— Start —
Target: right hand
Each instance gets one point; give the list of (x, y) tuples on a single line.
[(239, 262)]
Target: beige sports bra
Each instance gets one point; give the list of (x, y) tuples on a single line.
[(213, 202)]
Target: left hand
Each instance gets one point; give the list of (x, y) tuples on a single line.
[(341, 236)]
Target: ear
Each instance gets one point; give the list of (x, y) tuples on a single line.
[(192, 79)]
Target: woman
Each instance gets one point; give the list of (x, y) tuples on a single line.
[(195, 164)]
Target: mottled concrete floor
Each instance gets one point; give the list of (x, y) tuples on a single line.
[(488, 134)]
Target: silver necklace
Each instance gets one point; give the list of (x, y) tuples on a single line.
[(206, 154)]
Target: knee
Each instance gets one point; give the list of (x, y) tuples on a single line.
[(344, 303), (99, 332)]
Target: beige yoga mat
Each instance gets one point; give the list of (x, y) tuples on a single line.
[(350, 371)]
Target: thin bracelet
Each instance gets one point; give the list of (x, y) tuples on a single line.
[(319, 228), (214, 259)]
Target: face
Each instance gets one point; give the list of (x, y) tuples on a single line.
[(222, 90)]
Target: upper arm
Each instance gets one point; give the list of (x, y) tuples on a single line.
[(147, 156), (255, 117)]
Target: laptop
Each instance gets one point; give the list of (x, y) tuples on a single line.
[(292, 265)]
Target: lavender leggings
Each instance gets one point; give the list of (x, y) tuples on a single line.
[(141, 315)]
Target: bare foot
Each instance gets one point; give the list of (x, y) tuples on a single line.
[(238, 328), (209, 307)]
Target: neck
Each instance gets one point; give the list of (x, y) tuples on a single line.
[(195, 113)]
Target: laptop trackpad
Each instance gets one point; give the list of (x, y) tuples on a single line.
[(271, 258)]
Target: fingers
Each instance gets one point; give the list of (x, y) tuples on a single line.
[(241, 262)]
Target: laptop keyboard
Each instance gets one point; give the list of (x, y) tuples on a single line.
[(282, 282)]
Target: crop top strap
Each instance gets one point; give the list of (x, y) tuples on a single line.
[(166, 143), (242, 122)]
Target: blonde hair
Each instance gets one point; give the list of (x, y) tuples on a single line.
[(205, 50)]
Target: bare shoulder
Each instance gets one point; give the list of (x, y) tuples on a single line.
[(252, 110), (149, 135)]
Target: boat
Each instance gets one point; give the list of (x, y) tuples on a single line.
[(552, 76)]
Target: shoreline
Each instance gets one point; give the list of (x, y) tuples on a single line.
— End —
Given exercise
Rename each "Target" in the records above to "Object", then write out every line again with nothing else changed.

Output for this task
Object: right hand
Each instance gets one point; give the list of (x, y) tuples on a single line.
[(239, 262)]
Object: beige sports bra
Each instance gets one point; give the list of (x, y) tuples on a single line.
[(213, 202)]
Object: left hand
Each instance gets one point; give the list of (x, y) tuples on a single line.
[(341, 236)]
Object: ear
Each instance gets one point; give the list of (x, y) tuples on a single line.
[(192, 79)]
Object: woman
Each instance gets one point; give the list of (x, y) tuples on a single line.
[(195, 164)]
Object: mottled concrete floor
Each instance gets one point; give the list of (x, y) tuples on a single line.
[(488, 134)]
Object: silver necklace
Each instance gets one point; give the list of (x, y) tuples on a single line.
[(206, 154)]
Object: knee
Each instance gets one point; give the list of (x, y) tuples on a single line.
[(344, 303), (99, 332)]
Object: beige yoga mat
Each instance gets one point; give the list of (x, y) tuples on a single line.
[(350, 371)]
Object: thin bracelet
Each instance gets one point; give the list of (x, y) tuples on a single line.
[(319, 228), (214, 259)]
Object: face
Each instance gets one point; give the list of (x, y) tuples on a single line.
[(222, 90)]
Object: upper arm
Each instance gets one point; give the list of (x, y) tuples on a single line.
[(147, 156), (255, 117)]
Object: laptop
Each instance gets one point; give the list of (x, y) tuples on a single line.
[(292, 265)]
Object: lavender leggings
Each instance gets one point; give the list of (x, y) tuples on a single line.
[(141, 315)]
Object: bare foot
Each instance gets one point; give the list of (x, y) tuples on a single line.
[(238, 328), (209, 307)]
Object: neck
Each instance gets one point; give the list of (x, y) tuples on a single line.
[(195, 113)]
Object: laptop trackpad
Each instance gets one point; give the list of (x, y) tuples on a single line.
[(271, 258)]
Object: fingers
Each instance gets one point; give the list of (x, y) tuples on a single line.
[(241, 262)]
Object: laptop keyboard
Each instance gets one point; give the list of (x, y) tuples on a single line.
[(282, 282)]
Object: crop top strap
Each instance gets one point; give the list of (x, y) tuples on a single line.
[(166, 143), (242, 122)]
Object: blonde hair
Each instance gets one point; give the list of (x, y) tuples on a single line.
[(205, 50)]
Object: bare shoulder
Each instance gets one point; give the list of (x, y) tuples on a single line.
[(252, 110), (149, 135)]
Object: boat
Each instance gets one point; give the list of (x, y) tuples on a single line.
[(552, 76)]
Object: shoreline
Each instance gets one point; give the list of (x, y) tuples on a single line.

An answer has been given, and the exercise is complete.